SOURCE EXCERPT

Thread (99 messages) 99 messages, 10 authors, 2025-02-09

Re: [PATCH v6 15/26] huge_memory: Add vmf_insert_folio_pud()

From: Alistair Popple <apopple@nvidia.com>
Date: 2025-01-15 06:38:12
Also in: linux-arm-kernel, linux-cxl, linux-doc, linux-ext4, linux-fsdevel, linux-mm, linux-xfs, lkml, loongarch, nvdimm

On Tue, Jan 14, 2025 at 05:22:15PM +0100, David Hildenbrand wrote:
On 10.01.25 07:00, Alistair Popple wrote:
quoted
Currently DAX folio/page reference counts are managed differently to
normal pages. To allow these to be managed the same as normal pages
introduce vmf_insert_folio_pud. This will map the entire PUD-sized folio
and take references as it would for a normally mapped page.

This is distinct from the current mechanism, vmf_insert_pfn_pud, which
simply inserts a special devmap PUD entry into the page table without
holding a reference to the page for the mapping.

Signed-off-by: Alistair Popple <apopple@nvidia.com>
[...]
quoted
+/**
+ * vmf_insert_folio_pud - insert a pud size folio mapped by a pud entry
+ * @vmf: Structure describing the fault
+ * @folio: folio to insert
+ * @write: whether it's a write fault
+ *
+ * Return: vm_fault_t value.
+ */
+vm_fault_t vmf_insert_folio_pud(struct vm_fault *vmf, struct folio *folio, bool write)

RECORD EXTRACTS
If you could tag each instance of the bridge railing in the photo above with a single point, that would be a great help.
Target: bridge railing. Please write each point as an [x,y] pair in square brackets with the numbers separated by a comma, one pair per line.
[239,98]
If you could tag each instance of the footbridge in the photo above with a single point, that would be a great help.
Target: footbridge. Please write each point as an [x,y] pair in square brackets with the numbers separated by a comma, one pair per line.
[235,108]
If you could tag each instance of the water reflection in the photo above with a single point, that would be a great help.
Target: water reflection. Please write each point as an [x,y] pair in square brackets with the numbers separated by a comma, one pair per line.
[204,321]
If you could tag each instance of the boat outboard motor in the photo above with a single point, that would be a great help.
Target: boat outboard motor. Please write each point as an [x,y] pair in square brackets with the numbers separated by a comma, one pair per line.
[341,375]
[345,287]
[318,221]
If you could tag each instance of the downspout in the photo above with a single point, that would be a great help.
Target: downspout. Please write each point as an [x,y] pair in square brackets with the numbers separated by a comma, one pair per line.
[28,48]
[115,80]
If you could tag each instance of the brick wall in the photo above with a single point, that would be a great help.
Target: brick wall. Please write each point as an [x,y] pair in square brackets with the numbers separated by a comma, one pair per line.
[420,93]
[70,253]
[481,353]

OBJECTIVE
From the kernel-doc comment in the patch excerpt, list each documented parameter along with its description. The items are separate material, unrelated to the patch excerpt.

OUTPUT FOR THIS EXERCISE
- @vmf: Structure describing the fault
- @folio: folio to insert
- @write: whether it's a write fault